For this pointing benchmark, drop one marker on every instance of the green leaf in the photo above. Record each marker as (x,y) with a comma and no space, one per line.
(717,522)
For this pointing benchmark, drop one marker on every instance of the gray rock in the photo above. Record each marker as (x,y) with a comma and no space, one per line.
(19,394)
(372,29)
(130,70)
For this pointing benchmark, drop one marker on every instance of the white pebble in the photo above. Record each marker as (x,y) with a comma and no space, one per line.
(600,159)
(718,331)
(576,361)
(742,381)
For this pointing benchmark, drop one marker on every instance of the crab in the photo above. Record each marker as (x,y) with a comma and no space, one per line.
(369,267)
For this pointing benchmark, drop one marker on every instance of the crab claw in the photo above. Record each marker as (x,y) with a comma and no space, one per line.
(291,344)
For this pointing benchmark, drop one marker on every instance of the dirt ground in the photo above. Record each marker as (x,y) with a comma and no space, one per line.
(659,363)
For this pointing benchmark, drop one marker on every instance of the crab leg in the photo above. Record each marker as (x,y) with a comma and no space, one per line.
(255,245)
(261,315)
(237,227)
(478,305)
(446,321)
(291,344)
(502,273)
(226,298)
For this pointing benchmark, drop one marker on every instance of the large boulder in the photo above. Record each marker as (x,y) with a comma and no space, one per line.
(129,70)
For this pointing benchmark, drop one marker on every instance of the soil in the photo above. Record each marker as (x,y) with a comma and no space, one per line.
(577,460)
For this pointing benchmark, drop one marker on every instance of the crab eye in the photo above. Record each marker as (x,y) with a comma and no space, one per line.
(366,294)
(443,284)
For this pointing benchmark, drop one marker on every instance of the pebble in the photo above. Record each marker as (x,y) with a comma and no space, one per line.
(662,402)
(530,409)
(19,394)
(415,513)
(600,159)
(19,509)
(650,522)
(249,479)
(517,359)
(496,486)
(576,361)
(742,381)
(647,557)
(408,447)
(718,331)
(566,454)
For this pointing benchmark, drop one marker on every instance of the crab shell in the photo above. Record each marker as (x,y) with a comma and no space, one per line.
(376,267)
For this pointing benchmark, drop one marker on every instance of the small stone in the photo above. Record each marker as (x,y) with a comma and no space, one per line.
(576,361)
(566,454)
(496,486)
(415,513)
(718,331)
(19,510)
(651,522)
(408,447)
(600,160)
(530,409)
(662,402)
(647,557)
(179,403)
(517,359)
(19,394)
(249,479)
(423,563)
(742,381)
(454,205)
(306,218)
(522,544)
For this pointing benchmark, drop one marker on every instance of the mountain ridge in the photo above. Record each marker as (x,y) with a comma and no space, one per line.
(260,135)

▶ [Task brief]: Return the stretch of lines from the one containing "of the pebble" through the last line above, reproduced without any change.

▶ [Response to the exercise]:
For this pointing benchmark, drop one marker on every instance of the pebble in the photo above. Record each marker as (x,y) with a comma and no space, one per line.
(662,402)
(530,409)
(19,394)
(415,513)
(600,159)
(19,509)
(650,522)
(249,479)
(517,359)
(496,486)
(576,361)
(742,381)
(647,557)
(408,447)
(718,331)
(566,454)
For this pointing benchmark, drop one marker on every instance of the crab shell in the photo above. Record each marker as (x,y) with a comma and no space, one per line.
(376,267)
For this pointing benchmark, drop one marker on every instance of the small stone in the photo above. Record each marker as (x,y) with a comma and no space, one per line.
(576,361)
(566,454)
(496,486)
(415,513)
(718,331)
(19,510)
(651,522)
(408,447)
(600,160)
(530,409)
(662,402)
(647,557)
(179,403)
(517,359)
(19,394)
(249,479)
(423,563)
(742,381)
(454,205)
(306,218)
(522,544)
For this pointing benchmark, drop one marker on every instance of the mountain ridge in the photo above. Record each marker as (x,y) with a comma and no space, one per line.
(260,135)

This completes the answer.